EXERCISE SET:
(1) In the GR8blaster write-up, restate the paragraph beginning "Only three signals required" as a short bulleted list that keeps its main facts.
(2) Pick up the GR8blaster write-up after its final sentence and carry it forward with the next part.

# start of SELECTED EXCERPT

I have got a thought that it would be great to have some solution allowing having deep troubleshooting information if something goes wrong, not relying on third party intermediary hardware and software. My hand-made ByteBlasters are great, but they use parallel port...
And then I have got an idea – MSX machine is having needed ports! It has parallel port, and joystick ports, why not using machine to configure itself?
The solution must be easy to assemble, use components easily available on the market. It must not be universal, it just must allow you to perform required operation, and that's all.
I decided to use joystick ports for connection because they use standard DB9 male connector, in contrast to Centronics 14 pin connector for MSX parallel port which is very specific.
Next, I decided to simplify ByteBlaster circuit in order to have least soldering exercise, and minimize number of components.
The device utilizes only one chip, 74HC367N, several resistors, capacitors and two connectors. Important: chip must be HC-type.
Only three signals required to control EPCS16 chip are fed from the machine – nCS, DCLK and ASDI, and only one wire is fed from EPCS16 to the machine – DataOut. When connector SV1 is connected to the GR8NET, it hardwires signals nCONFIG to ground and nCE to high level, causing FPGA chip to deactivate and release EPCS16 configuration device for access through GR8blatser device.
It is important that chip is powered from the GR8NET, and there're 100 Ohm resistors between 5V signal pins and the chip to limit the current. At no circumstance 5V pins from MSX machine may be connected directly to wires of the SV1 connector.
The detection of the GR8blaster device is performed through TRGB-RIGHT connection. Good thing in this design is that everything is referenced to the common ground of the same machine.
GR8NET's FPGA will not configure until SV1 connector is disconnected from the cable.
After finishing assembly you can send pictures of your device's board to info@gr8bit.ru for review.

# end of SELECTED EXCERPT
# start of DATASET

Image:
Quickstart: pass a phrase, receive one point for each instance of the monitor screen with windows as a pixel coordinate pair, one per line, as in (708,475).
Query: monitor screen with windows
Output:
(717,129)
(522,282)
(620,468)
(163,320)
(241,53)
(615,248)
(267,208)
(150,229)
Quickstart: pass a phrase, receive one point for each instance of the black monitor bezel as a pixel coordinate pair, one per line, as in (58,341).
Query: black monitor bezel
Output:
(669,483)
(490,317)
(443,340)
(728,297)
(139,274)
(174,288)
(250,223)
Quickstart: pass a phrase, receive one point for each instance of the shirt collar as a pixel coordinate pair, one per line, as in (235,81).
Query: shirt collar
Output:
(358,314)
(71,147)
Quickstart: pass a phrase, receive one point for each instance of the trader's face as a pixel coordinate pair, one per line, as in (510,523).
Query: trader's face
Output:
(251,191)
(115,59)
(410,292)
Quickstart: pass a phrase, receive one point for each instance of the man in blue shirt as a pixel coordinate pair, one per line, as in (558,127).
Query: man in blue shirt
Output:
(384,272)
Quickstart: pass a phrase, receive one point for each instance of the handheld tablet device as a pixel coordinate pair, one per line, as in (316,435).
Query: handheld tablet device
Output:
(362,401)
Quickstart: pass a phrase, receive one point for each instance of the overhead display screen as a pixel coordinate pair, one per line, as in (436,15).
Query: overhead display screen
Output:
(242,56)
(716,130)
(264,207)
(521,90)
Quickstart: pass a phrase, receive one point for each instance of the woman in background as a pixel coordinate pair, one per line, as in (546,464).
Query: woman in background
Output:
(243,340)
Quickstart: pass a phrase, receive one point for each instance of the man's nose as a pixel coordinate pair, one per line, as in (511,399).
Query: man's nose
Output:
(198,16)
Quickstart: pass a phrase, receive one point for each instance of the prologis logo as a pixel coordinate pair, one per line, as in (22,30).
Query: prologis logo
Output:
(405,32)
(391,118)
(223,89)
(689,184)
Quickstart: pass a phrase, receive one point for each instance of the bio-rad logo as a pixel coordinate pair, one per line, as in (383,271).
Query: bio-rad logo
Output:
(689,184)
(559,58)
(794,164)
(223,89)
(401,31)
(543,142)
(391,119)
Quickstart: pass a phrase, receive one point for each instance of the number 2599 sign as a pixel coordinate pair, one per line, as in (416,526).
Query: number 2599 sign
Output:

# end of DATASET

EXPECTED OUTPUTS:
(1)
- The machine feeds only three signals to the EPCS16 chip: nCS, DCLK and ASDI.
- Only one wire, DataOut, runs from the EPCS16 back to the machine.
- Connecting SV1 to the GR8NET hardwires nCONFIG to ground and nCE to high level.
- This deactivates the FPGA chip and releases the EPCS16 configuration device for access through the device.

(2)
While task looks like an easy one, it requires a degree of persistence, patience and thoroughness. There should be no hurry, and careful checking must be done after assembly.
You will need the following parts:
When choosing layout of the components on the board:
GR8blaster device, component side |
GR8blaster device, solder/wiring side |
GR8blaster device connected to the Yamaha MSX joystick port |
After soldering, take a magnifier, and carefully check whole board you just made against missing connections and shortages. Remember – connecting 5V wires from MSX directly to the GR8NET's programming interface (or even through small resistor like you used – 100 Ohm or 68 Ohm) may cause damage to the GR8NET and particularly FPGA, thus if you are not sure there's no shortage, it would be a good idea to rework so that no shortage is clearly seen.
If you used thick enough wires to connect DB9 connector, you will be able to remove connector from MSX's joystick port by pulling the wires. The point here is that these wires must be soldered to the pads, and must be straight, without bends.
One more issue to be aware of – it may happen that DB9 connector's pin holes are too narrow for MSX joystick port connector male pins; I used relatively thick awl to carefully widen the holes, until connector inserts into MSX port with some pressure, but without excessive force.
Software is written in BASIC, and can be loaded from any other MSX storage device, even from the network (through _NETBROWSE) if you have second GR8NET installed in the system. You can not use GR8NET connected to GR8blaster as source of code or data for simple reason – its FPGA is down, and device does not function at all during the operations.
The location of the application is http://www.gr8bit.ru/software/basic/utilities/gr8blast.asc. You can copy it freely to any needed storage, together with the data files you will need to flash the EPCS16 chip.
As soon as program starts, it deploys its assembly routines, checks for MSX AY8910 ports configuration, and reads silicon ID of the device connected with the programming ribbon cable. For EPCS16 contained in GR8NET silicon ID will be &H14. If all these steps are successful, main menu is displayed.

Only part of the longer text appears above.